→ Instructions for the task
In the text on building the NBA schedule, how many dates with their home court available must each team submit to the NBA office?

→ Text provided
·····

Table of Contents:1. Building NBA Schedule
Getting started in February, NBA schedule has usually been released in the first weeks of August. The NBA sets the league schedule to accomplish two goals: competitive balance, and reduction of costs. The final regular season schedule has to be efficient from a competitive standpoint with an indirect consideration of travel costs.
Factors that have an impact on setting NBA schedule can be summarized as follows:
- According to NBA scheduling formula that was effective before 2023-2024 season, a total of 1230 regular season games were being scheduled in the offseason and each team had to play 82 games. Breakdown:
- 4 games against the other 4 division opponents (4×4=16 games)
- 4 games* against 6 (out-of-division) conference opponents (4×6=24 games)
- 3 games against the remaining 4 conference teams (3×4=12 games)
- 2 games against teams in the opposing conference (2×15=30 games)
- With the 2023-2024 season, a total of 1200 regular season and tournament games have been scheduled in the offseason which makes 80 games per team, but teams still have 82 games to play. Here’s how:
- A total of 1164 regular season games = 1120 games scheduled in the offseason + 44 to-be-scheduled games between the 22 teams who failed to advance to Knockout round
- A total of 66 in-season tournament games that count towards regular season standings. In the in-season tournament, there 60 “Group Play” games + 6 “Knockout Rounds” games. Breakdown:
- All of the 30 teams will play 4 “Group Play” games: 2 games on the road, 2 games at home)
- 8 teams who advance will play 4 quarter-final games in the 1st Round of Knockout
- 4 teams who advance will play 2 semifinal games in the 2nd Round of Knockout) on neutral site
- 2 teams who advance will play 1 championship game (NBA Cup Final) on neutral site, but note that this game doesn’t count towards regular season standings.
* A five-year rotation determined which out-of-division conference teams are played only 3 times.
Do The MathAccess to NBA league schedule in Excel. It includes all regular season and tournament games with dates, game-time, opponent and rest day information.
All teams, about a month before the end of the preceding regular season, have to submit to the NBA office a list of:
- At least 50 dates on which their home court will be available
- 4 Mondays
- 4 Thursdays (to help TNT plan its telecasts)
On which no games are played:
- Christmas eve
- The all-star game
- NCAA championship game
The conflicts such as NHL games on the same court have to be resolved.
Games can be moved to satisfy the NBA’s national TV partners (ABC, ESPN, and TNT). For that reason, game times can be tweaked. Casting marquee matchups and playoff contenders’ games on the most desirable nights can change scheduling.

·····

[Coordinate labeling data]

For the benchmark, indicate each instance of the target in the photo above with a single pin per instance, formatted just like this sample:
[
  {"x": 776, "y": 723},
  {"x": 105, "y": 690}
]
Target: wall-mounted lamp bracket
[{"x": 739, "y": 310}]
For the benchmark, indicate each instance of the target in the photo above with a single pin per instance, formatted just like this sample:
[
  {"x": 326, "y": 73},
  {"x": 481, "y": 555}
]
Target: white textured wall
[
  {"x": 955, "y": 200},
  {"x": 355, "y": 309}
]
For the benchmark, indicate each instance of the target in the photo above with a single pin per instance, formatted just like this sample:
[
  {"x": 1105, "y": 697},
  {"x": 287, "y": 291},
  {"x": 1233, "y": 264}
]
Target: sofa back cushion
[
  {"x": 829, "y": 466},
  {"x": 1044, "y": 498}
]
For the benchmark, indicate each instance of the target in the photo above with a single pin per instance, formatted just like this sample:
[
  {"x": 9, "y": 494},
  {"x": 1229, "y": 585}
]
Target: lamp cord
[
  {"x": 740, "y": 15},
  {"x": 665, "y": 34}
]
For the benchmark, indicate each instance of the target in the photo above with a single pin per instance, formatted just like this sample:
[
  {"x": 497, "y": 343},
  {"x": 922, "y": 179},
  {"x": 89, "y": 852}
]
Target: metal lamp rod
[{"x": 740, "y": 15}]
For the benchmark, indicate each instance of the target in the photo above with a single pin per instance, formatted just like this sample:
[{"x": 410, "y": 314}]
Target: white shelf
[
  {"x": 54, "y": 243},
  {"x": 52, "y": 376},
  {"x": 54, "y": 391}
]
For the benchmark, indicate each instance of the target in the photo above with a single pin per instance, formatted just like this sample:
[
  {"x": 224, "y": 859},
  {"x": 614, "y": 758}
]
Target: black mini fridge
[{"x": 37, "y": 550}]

·····

→ Completed task
At least 50 dates.